▶ _TEXTO PROPORCIONADO_:
= = = =
(Por: Hugo Grandez Moreno) Veinticuatro años después de ser asesinados por Sendero Luminoso, los sacerdotes Sandro Dordi, Miguel Tomaszek y Zbigniew Strzałkowski han sido declarados mártires de la Iglesia y serán beatificados este cinco de diciembre, en Chimbote (Ancash). Como dice la Biblia, se trata de tres misioneros que literalmente «dieron la vida por sus amigos».
Era la mañana del veintidós de octubre de 2014 y el obispo emérito de la diócesis de Chimbote, Luis Bambarén, tenía audiencia en el Vaticano con el papa Francisco. Había llevado desde Lima un cuadro con la imagen de los tres sacerdotes mártires de Ancash.
Llegado el momento y ya frente a Su Santidad, monseñor Bambarén lo saludó con la venia que correspondía y casi de inmediato le acercó la imagen enmarcada en pan de oro. Lleno de alegría, le hizo saber que la Congregación para las Causas de los Santos del Vaticano había culminado satisfactoriamente el proceso para la beatificación de los tres mártires de la diócesis de Chimbote. El papa Francisco, entusiasmado, puso su mano derecha sobre el cuadro, cerró los ojos y oró.
= = = =
▶ _DATOS DEL EJERCICIO_:

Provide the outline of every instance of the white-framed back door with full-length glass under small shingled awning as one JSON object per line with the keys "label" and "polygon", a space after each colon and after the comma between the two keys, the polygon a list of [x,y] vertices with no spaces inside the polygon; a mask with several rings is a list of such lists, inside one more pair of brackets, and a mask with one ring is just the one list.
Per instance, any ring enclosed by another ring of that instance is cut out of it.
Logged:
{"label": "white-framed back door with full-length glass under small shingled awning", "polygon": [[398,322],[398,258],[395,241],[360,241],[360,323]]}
= = = =
▶ _CONSIGNA 1_: Según el texto sobre los mártires de Chimbote, ¿por qué se dice que los tres sacerdotes «dieron la vida por sus amigos» en sentido literal? Responde en una a tres oraciones.
▶ _CONSIGNA 2_: Retoma el texto sobre los mártires de Chimbote y continúalo a partir de su última oración.
Para resolver las consignas no hace falta consultar las líneas.

▶ _RESPUESTA 1_: Se dice en sentido literal porque los sacerdotes Sandro Dordi, Miguel Tomaszek y Zbigniew Strzałkowski fueron asesinados por Sendero Luminoso. Por esa muerte han sido declarados mártires de la Iglesia.

▶ _RESPUESTA 2_:
Veinticuatro años habían pasado desde que el mismo Obispo había iniciado las gestiones ante el Vaticano para declarar mártires de la Iglesia católica a los tres misioneros de su diócesis que fueron cobardemente asesinados, en 1991, por el terror de Sendero Luminoso, y cuyo anuncio oficial se hizo en febrero de este año, junto al martirio del arzobispo de San Salvador: Óscar Arnulfo Romero.
Se trataba de los frailes franciscanos conventuales Miguel Tomaszek y Zbigniew Strzałkowski, venidos desde Polonia y enviados a la comunidad campesina de Pariacoto; y del padre Sandro Dordi, cura italiano de la diócesis de Bérgamo (Italia), que llegó al distrito de Santa. Aun cuando procedían de lugares diferentes, los tres llegaron con la misma misión: llevar la palabra de Dios a los campesinos incluso a costa de su vida.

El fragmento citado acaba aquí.